Written task:
In the data below, find the line containing "of the bull's"; reproduce that line and all subsequent lines exactly, and nothing else.

/---

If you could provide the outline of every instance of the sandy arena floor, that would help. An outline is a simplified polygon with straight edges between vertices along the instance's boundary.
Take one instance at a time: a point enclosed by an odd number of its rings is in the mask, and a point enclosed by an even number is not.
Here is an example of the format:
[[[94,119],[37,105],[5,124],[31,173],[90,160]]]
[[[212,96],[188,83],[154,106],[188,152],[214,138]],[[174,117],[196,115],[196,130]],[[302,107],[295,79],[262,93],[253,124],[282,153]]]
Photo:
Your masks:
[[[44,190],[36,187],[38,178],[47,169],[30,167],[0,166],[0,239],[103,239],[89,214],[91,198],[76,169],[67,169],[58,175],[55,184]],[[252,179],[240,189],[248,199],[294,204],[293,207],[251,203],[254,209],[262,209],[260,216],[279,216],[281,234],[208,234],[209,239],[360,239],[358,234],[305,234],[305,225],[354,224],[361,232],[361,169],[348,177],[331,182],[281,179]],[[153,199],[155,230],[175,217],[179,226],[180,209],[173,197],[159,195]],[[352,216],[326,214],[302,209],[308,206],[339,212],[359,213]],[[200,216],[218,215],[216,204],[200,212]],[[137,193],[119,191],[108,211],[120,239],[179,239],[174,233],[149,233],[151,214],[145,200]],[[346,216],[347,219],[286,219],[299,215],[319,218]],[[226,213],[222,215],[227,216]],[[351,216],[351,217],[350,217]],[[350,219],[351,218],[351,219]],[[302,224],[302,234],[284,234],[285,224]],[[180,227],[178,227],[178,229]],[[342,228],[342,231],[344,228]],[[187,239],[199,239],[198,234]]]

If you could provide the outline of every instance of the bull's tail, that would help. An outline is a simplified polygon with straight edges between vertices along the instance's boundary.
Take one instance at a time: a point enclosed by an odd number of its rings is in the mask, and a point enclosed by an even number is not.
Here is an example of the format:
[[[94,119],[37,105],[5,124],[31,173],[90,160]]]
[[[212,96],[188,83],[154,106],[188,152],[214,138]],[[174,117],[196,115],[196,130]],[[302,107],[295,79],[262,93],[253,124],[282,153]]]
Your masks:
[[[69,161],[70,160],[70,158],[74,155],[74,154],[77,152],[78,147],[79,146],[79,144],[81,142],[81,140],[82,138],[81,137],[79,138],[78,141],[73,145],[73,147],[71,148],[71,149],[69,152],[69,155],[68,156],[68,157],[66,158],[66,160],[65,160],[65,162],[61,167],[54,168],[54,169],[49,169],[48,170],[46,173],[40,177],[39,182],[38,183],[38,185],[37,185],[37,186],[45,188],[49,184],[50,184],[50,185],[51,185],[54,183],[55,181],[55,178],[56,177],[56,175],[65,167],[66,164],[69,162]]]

\---

Exercise response:
If you could provide the outline of every instance of the bull's tail, that would help. An outline is a simplified polygon with straight edges between vertices along the instance's boundary.
Take one instance at a time: a point enclosed by an odd number of its rings is in the mask, and a point enclosed by an even number is not.
Here is an example of the format:
[[[94,119],[37,105],[5,124],[31,173],[90,160]]]
[[[212,96],[188,83],[154,106],[188,152],[214,138]],[[174,117],[196,115],[196,130]],[[302,107],[295,79],[262,93],[253,124],[282,153]]]
Your masks:
[[[69,161],[70,160],[70,158],[74,155],[74,154],[77,152],[78,147],[79,146],[79,144],[81,142],[81,140],[82,138],[81,137],[79,138],[78,141],[73,145],[73,147],[71,148],[71,149],[69,152],[69,155],[68,156],[68,157],[66,158],[66,160],[65,160],[65,162],[61,167],[54,168],[54,169],[49,169],[48,170],[46,173],[40,177],[39,182],[38,183],[38,185],[37,185],[37,186],[45,188],[49,184],[50,184],[50,185],[51,185],[54,183],[55,181],[55,178],[56,177],[56,175],[65,167],[66,164],[69,162]]]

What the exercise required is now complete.